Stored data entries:
_ _ _ _ _

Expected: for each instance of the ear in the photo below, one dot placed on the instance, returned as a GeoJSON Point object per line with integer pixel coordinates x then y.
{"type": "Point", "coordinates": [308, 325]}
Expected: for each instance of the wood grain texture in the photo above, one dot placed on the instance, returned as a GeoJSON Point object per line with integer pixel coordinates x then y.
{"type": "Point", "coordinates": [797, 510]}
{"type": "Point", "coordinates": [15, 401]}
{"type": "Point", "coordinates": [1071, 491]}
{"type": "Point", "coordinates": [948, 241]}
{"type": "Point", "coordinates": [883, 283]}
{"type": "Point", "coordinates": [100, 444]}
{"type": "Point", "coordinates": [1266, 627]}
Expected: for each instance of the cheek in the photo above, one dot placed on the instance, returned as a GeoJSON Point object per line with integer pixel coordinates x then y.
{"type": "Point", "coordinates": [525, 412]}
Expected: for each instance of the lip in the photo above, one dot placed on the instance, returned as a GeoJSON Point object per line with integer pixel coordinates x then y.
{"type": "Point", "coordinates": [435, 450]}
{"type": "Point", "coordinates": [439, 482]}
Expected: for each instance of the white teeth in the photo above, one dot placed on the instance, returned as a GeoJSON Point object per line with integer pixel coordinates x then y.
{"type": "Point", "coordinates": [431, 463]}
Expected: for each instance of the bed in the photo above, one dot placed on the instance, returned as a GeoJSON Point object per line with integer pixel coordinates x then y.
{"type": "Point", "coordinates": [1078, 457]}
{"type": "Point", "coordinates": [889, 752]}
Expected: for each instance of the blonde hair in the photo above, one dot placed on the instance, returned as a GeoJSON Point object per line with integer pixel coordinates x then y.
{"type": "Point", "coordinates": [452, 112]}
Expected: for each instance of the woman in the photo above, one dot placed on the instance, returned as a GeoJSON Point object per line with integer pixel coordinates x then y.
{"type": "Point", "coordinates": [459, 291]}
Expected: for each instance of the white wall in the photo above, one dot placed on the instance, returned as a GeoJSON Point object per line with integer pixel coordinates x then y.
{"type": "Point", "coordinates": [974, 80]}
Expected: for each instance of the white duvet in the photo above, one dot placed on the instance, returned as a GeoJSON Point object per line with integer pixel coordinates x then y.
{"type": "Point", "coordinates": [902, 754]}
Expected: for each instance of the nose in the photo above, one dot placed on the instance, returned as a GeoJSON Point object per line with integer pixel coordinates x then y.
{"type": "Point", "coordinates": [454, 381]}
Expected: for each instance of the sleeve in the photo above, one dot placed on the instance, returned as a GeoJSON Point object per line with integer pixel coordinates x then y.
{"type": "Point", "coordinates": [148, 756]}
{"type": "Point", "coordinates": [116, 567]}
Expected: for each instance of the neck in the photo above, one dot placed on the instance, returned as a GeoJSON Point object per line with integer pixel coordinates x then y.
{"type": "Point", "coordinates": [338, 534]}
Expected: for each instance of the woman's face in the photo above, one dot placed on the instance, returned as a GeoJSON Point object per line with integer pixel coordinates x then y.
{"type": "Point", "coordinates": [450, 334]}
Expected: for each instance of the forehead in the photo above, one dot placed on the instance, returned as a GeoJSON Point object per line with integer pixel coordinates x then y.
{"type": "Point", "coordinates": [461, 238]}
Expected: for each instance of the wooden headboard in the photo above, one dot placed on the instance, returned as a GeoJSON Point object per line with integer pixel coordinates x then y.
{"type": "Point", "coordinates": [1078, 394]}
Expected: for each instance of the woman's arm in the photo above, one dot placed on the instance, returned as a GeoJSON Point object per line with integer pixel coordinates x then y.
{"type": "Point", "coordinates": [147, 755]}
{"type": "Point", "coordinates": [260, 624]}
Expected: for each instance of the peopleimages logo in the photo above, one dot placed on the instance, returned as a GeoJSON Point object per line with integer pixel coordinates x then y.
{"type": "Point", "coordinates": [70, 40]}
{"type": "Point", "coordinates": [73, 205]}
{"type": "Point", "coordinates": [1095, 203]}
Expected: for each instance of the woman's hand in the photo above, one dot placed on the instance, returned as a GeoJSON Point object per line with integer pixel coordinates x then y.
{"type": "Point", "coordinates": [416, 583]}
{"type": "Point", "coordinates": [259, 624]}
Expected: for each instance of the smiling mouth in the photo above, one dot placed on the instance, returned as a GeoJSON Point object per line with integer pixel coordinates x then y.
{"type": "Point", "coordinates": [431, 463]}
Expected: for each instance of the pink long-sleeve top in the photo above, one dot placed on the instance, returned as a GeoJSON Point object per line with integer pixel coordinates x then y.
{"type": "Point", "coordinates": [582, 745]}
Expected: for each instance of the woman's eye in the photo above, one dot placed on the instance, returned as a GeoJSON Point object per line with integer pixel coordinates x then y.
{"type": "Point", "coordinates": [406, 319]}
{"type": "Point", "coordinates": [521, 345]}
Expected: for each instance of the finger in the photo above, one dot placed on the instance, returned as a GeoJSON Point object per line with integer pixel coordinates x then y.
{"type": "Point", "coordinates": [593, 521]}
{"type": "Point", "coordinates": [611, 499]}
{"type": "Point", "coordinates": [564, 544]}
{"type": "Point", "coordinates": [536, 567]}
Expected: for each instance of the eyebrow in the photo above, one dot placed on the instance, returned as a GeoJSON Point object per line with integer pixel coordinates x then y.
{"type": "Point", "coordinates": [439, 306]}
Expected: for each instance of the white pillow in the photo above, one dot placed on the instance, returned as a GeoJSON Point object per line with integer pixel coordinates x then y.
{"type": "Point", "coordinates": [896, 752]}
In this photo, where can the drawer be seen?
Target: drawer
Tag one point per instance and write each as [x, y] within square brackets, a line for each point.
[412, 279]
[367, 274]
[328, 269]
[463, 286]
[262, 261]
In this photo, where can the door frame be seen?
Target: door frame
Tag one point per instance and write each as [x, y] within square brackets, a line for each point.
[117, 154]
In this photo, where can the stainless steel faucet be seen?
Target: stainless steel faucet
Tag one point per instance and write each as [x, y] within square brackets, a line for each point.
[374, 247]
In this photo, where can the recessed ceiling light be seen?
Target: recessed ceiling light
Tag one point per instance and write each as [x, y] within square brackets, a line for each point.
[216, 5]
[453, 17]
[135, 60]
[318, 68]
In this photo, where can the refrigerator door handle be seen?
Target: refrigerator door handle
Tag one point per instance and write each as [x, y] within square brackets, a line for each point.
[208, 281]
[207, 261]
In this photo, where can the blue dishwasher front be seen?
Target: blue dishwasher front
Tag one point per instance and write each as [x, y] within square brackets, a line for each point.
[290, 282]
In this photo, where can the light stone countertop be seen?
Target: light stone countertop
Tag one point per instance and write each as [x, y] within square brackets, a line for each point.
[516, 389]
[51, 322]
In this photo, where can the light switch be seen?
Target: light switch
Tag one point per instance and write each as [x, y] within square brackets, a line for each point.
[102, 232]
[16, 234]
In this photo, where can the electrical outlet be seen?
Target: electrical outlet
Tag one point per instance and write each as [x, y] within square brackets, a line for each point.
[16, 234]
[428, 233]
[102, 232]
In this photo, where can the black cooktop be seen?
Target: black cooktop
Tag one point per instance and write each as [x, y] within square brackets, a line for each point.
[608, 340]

_ _ _ _ _

- PROBLEM DETAILS: All records above must be returned exactly as they appear.

- WRITTEN REPLY:
Expected: for each instance of the ear in the photo below, one dot placed on the instance, returned as a GeoJSON Point object per line with integer pixel coordinates x then y.
{"type": "Point", "coordinates": [308, 325]}
Expected: for each instance of the wood grain texture in the photo above, one dot placed on the instance, returned as a GeoJSON Point object per line with integer pixel coordinates x then y.
{"type": "Point", "coordinates": [797, 510]}
{"type": "Point", "coordinates": [15, 401]}
{"type": "Point", "coordinates": [1071, 491]}
{"type": "Point", "coordinates": [948, 241]}
{"type": "Point", "coordinates": [883, 283]}
{"type": "Point", "coordinates": [100, 444]}
{"type": "Point", "coordinates": [1266, 627]}
Expected: for each instance of the cheek in the photo above, one dot placed on the instance, returned as a GeoJSON Point object per line with integer pixel coordinates x then y.
{"type": "Point", "coordinates": [525, 412]}
Expected: for each instance of the lip in the photo above, one dot placed on the instance, returned as a GeoJSON Point object per line with integer pixel coordinates x then y.
{"type": "Point", "coordinates": [435, 450]}
{"type": "Point", "coordinates": [439, 482]}
Expected: for each instance of the white teeth in the photo above, one dot placed on the instance, returned as a GeoJSON Point object per line with integer pixel coordinates x then y.
{"type": "Point", "coordinates": [431, 463]}
Expected: for each instance of the bed in the photo above, one dot placed on the instance, returned as a GeoJSON Point object per line with integer pixel coordinates x then y.
{"type": "Point", "coordinates": [1078, 457]}
{"type": "Point", "coordinates": [889, 752]}
Expected: for each instance of the blonde hair in the photo above, one dot placed on the instance, returned as a GeoJSON Point object per line with integer pixel coordinates x then y.
{"type": "Point", "coordinates": [452, 112]}
Expected: for each instance of the woman in the photo above, one dot placed on the instance, returned as a GeoJSON Point object per line with integer pixel coordinates x then y.
{"type": "Point", "coordinates": [459, 291]}
Expected: for each instance of the white wall in the photo above, one dot placed on the instance, returned as a GeoJSON Point object per line with integer pixel coordinates x then y.
{"type": "Point", "coordinates": [974, 80]}
Expected: for each instance of the white duvet in the photo above, one dot placed on the instance, returned as a GeoJSON Point object per line with integer pixel coordinates x then y.
{"type": "Point", "coordinates": [902, 754]}
Expected: for each instance of the nose in the photo above, one dot placed on the instance, returned as a GeoJSON Point object per line with integer pixel coordinates x then y.
{"type": "Point", "coordinates": [454, 381]}
Expected: for each instance of the sleeve in the photo above, one dot placed on the instance, returned as a GeoJSON Point object per line with integer pixel coordinates x then y.
{"type": "Point", "coordinates": [148, 756]}
{"type": "Point", "coordinates": [116, 567]}
Expected: for each instance of the neck in the photo above, one dot placed on the instance, returned as a GeoJSON Point object per line with integer pixel coordinates x then y.
{"type": "Point", "coordinates": [338, 534]}
Expected: for each instance of the woman's face in the photo above, one dot placed on the instance, returned as a GeoJSON Point object per line with integer pixel coordinates x then y.
{"type": "Point", "coordinates": [450, 334]}
Expected: for each instance of the forehead in the photo above, one dot placed on the instance, returned as a GeoJSON Point object per line with integer pixel coordinates x then y.
{"type": "Point", "coordinates": [461, 238]}
Expected: for each instance of the wooden headboard in the photo above, one dot placed on the instance, returned as a GeoJSON Point object per line with integer pixel coordinates x then y.
{"type": "Point", "coordinates": [1078, 394]}
Expected: for each instance of the woman's arm in the photo above, one dot placed on the instance, returned as a GeoJSON Point object per line with integer pixel coordinates x then y.
{"type": "Point", "coordinates": [147, 755]}
{"type": "Point", "coordinates": [260, 624]}
Expected: for each instance of the peopleimages logo in the photo above, one dot placed on the instance, returned as a GeoJSON Point object per line with integer pixel coordinates x then y.
{"type": "Point", "coordinates": [70, 40]}
{"type": "Point", "coordinates": [73, 205]}
{"type": "Point", "coordinates": [1095, 203]}
Expected: for each instance of the woman's hand in the photo above, one dot placed on the instance, returned as a GeoJSON Point object per line with integer pixel coordinates x then y.
{"type": "Point", "coordinates": [416, 583]}
{"type": "Point", "coordinates": [259, 624]}
Expected: for each instance of the smiling mouth in the photo above, one dot placed on the instance, returned as a GeoJSON Point object per line with integer pixel coordinates x then y.
{"type": "Point", "coordinates": [431, 463]}
Expected: for each instance of the pink long-sleeve top in the photo above, one dot placed on the instance, returned as a GeoJSON Point object per line with integer pixel coordinates x then y.
{"type": "Point", "coordinates": [582, 745]}
Expected: for each instance of the woman's eye in the photo above, one dot placed on the instance, returned as a GeoJSON Point object per line with integer pixel coordinates x then y.
{"type": "Point", "coordinates": [406, 319]}
{"type": "Point", "coordinates": [521, 345]}
Expected: for each instance of the finger in the photo above, one dot placed on the instance, returned as a GeoJSON Point object per line with integer pixel coordinates x then y.
{"type": "Point", "coordinates": [593, 521]}
{"type": "Point", "coordinates": [611, 499]}
{"type": "Point", "coordinates": [564, 544]}
{"type": "Point", "coordinates": [536, 567]}
Expected: for each instance of the eyebrow in the photo above, one dot placed on the instance, returned as a GeoJSON Point object per line with integer pixel coordinates x then y.
{"type": "Point", "coordinates": [439, 306]}
Expected: for each instance of the white pillow in the photo above, one dot placed on the instance, returned as a GeoJSON Point object per line with integer pixel coordinates x then y.
{"type": "Point", "coordinates": [896, 752]}
In this photo, where can the drawer be seen?
Target: drawer
Tag one point per instance and write each as [x, y] within square brackets, a line for each point.
[412, 279]
[367, 274]
[328, 269]
[463, 286]
[262, 261]
In this photo, where can the door frame be seen?
Target: door frame
Tag one point per instance and write each as [x, y] within square brackets, a line for each point.
[117, 154]
In this photo, where can the stainless steel faucet be seen?
Target: stainless steel faucet
Tag one point per instance and write each as [x, y] within square brackets, a line for each point.
[374, 247]
In this photo, where can the recessed ceiling light be seen?
Target: recessed ceiling light
Tag one point per instance and write each as [x, y] within square brackets, a line for each point.
[216, 5]
[453, 17]
[135, 60]
[318, 68]
In this photo, where can the refrigerator door handle be seen?
Target: refrigerator door handle
Tag one point per instance and write each as [x, y] within square brackets, a line for each point.
[208, 281]
[207, 261]
In this photo, where can the blue dishwasher front be seen?
Target: blue dishwasher front
Tag one point per instance and write each as [x, y] within square brackets, a line for each point.
[290, 282]
In this photo, where can the light stone countertop be seen?
Target: light stone countertop
Tag one point per instance and write each as [x, y] within square brackets, a line for each point.
[516, 389]
[51, 322]
In this photo, where can the light switch be seen?
Target: light switch
Tag one point per instance and write each as [x, y] within square brackets, a line for each point.
[102, 232]
[16, 234]
In this photo, where can the electrical outlet be seen?
Target: electrical outlet
Tag one point per instance and write each as [x, y] within square brackets, a line for each point.
[16, 234]
[428, 233]
[102, 232]
In this photo, where can the black cooktop be seen?
Target: black cooktop
Tag one point per instance and write each as [x, y] within square brackets, a line for each point.
[608, 340]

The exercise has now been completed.